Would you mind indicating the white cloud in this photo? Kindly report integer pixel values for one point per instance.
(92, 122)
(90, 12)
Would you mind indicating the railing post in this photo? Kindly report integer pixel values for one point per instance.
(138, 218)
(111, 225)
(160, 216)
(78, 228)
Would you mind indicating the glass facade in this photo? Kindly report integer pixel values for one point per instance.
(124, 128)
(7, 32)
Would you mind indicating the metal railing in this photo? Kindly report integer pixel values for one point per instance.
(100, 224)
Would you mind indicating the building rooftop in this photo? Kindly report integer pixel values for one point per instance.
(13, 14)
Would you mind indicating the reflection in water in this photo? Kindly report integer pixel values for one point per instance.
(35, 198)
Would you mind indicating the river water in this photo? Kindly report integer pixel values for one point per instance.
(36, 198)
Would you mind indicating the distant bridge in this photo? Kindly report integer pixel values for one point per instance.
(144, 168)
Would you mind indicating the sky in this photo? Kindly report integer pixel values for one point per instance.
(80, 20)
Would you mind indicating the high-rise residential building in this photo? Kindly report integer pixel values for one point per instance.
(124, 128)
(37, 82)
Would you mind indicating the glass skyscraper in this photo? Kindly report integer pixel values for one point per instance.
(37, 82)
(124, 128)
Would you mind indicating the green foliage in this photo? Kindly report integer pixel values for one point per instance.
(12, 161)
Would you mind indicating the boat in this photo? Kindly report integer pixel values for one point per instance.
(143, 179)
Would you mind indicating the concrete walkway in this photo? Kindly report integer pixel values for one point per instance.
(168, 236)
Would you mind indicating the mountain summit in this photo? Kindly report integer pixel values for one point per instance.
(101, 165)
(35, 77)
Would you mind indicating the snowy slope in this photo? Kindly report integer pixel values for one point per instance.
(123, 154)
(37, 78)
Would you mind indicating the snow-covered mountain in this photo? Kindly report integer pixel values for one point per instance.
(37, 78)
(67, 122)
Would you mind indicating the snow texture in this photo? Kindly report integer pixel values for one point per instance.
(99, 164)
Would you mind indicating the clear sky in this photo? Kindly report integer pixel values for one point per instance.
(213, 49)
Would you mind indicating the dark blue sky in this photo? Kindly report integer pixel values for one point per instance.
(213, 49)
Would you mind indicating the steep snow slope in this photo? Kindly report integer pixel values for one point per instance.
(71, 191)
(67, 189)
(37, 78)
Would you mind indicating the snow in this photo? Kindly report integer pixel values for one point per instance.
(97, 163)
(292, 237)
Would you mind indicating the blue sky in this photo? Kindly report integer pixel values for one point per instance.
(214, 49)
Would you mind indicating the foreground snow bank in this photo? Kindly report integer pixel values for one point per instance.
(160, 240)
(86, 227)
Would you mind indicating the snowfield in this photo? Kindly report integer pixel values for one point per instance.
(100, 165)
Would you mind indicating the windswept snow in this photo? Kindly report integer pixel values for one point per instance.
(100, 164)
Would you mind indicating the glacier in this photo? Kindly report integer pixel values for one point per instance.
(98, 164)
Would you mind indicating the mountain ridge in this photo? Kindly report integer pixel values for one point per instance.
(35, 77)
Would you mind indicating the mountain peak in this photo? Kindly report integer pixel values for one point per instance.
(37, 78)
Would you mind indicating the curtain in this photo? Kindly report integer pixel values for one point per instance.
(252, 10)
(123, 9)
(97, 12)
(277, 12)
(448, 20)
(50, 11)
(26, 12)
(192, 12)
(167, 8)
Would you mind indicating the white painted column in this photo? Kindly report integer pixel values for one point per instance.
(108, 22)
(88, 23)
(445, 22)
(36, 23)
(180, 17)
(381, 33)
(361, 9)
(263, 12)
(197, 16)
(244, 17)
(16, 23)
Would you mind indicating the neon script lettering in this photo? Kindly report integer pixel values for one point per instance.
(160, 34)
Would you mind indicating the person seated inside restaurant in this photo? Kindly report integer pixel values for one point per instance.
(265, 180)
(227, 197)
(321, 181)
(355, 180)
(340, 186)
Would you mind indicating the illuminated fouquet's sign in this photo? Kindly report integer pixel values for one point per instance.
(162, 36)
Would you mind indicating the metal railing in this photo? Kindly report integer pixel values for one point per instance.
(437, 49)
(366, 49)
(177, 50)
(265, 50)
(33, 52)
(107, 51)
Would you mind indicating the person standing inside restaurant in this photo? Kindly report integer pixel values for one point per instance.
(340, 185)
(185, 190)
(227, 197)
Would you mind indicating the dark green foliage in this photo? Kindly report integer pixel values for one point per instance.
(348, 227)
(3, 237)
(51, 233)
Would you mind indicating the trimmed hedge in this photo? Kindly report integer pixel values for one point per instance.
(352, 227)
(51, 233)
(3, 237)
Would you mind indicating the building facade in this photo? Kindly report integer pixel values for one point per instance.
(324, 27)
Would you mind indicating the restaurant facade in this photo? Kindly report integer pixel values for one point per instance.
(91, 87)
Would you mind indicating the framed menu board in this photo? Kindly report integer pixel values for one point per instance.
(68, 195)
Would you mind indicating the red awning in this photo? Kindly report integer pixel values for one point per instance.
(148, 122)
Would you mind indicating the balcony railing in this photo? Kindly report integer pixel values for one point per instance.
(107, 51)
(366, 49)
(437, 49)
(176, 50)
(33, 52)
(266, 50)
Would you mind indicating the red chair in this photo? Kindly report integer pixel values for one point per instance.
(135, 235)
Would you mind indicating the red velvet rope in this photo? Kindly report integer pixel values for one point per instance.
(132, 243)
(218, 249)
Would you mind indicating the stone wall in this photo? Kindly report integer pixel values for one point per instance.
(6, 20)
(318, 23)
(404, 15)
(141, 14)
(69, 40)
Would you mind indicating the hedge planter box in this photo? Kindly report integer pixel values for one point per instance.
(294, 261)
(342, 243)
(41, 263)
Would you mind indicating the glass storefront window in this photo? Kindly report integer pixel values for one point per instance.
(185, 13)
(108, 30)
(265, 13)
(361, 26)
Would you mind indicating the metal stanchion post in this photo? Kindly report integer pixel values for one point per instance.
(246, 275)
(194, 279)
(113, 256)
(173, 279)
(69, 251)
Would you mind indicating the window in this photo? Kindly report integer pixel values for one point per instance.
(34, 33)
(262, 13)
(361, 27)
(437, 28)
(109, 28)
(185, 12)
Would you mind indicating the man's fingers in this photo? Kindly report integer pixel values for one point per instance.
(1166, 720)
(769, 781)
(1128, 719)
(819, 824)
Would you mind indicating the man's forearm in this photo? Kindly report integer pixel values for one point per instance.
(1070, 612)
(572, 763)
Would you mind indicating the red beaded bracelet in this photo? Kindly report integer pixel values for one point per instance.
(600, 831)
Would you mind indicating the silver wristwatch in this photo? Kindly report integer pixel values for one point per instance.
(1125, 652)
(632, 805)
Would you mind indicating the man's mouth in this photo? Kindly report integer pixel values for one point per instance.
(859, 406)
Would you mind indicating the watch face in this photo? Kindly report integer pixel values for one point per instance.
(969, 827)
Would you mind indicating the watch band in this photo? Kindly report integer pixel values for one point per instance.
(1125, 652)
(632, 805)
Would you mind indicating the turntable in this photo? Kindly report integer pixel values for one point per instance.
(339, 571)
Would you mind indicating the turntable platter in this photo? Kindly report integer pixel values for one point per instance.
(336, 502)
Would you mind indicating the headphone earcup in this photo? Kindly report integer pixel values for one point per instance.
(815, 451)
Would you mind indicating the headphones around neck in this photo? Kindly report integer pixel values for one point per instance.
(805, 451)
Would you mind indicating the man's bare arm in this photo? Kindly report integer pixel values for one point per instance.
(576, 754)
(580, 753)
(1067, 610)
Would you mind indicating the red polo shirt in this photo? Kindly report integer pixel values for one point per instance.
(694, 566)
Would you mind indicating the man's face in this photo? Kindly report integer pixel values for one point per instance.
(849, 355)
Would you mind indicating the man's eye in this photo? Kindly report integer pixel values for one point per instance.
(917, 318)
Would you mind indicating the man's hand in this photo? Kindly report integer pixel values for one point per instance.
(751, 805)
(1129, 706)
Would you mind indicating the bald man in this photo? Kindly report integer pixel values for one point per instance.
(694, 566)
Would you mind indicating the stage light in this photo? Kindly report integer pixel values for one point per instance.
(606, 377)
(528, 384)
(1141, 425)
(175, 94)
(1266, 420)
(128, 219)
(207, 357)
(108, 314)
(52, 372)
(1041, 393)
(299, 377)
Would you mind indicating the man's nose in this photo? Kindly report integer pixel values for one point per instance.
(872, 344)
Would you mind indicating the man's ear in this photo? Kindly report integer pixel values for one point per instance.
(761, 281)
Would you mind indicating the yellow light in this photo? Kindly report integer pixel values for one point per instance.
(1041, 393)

____________________

● **PROBLEM TO WORK ON**:
Your task is to output exactly the lines running from the one with "Would you mind indicating the watch band" through the final line of the material above, with both ends included.

● **WORKED ANSWER**:
Would you mind indicating the watch band in this photo? Kindly report integer pixel values for one point per instance.
(1125, 652)
(632, 805)
Would you mind indicating the turntable in this photo? Kindly report integer pixel values for one point per instance.
(339, 571)
Would you mind indicating the turntable platter in this photo? Kindly report integer pixel values for one point per instance.
(336, 502)
Would you mind indicating the headphone earcup in this photo? Kindly report integer pixel values for one point per instance.
(815, 451)
Would you mind indicating the headphones around neck in this photo? Kindly report integer pixel values for one point per instance.
(805, 451)
Would you mind indicating the man's bare arm in this photo? Kindly report integer pixel values for one point per instance.
(576, 754)
(580, 753)
(1067, 610)
Would you mind indicating the red polo shirt in this photo? Kindly report integer pixel values for one point per instance.
(694, 566)
Would you mind indicating the man's face in this photo? Kindly report integer pixel values for one point per instance.
(849, 355)
Would you mind indicating the man's eye in this photo? Kindly report integer pixel values for one point per instance.
(917, 318)
Would you mind indicating the man's hand in this photo? Kindly report integer pixel values for one point per instance.
(751, 805)
(1129, 706)
Would you mind indicating the bald man in this photo? Kindly report integer pixel values for one point per instance.
(694, 566)
Would you mind indicating the stage light in this photo? Kindly report integer pixel values for one point per instance.
(606, 377)
(528, 384)
(1141, 425)
(175, 94)
(1266, 420)
(128, 219)
(207, 357)
(108, 314)
(52, 372)
(1041, 393)
(299, 377)
Would you mind indicating the man's nose in this photo? Kindly report integer pixel values for one point per instance.
(872, 344)
Would you mind indicating the man's ear in this photo? Kindly report integer pixel values for one point per instance.
(761, 281)
Would you mind indicating the yellow light in this photo? Kindly report integer pixel values for one point per instance.
(1041, 393)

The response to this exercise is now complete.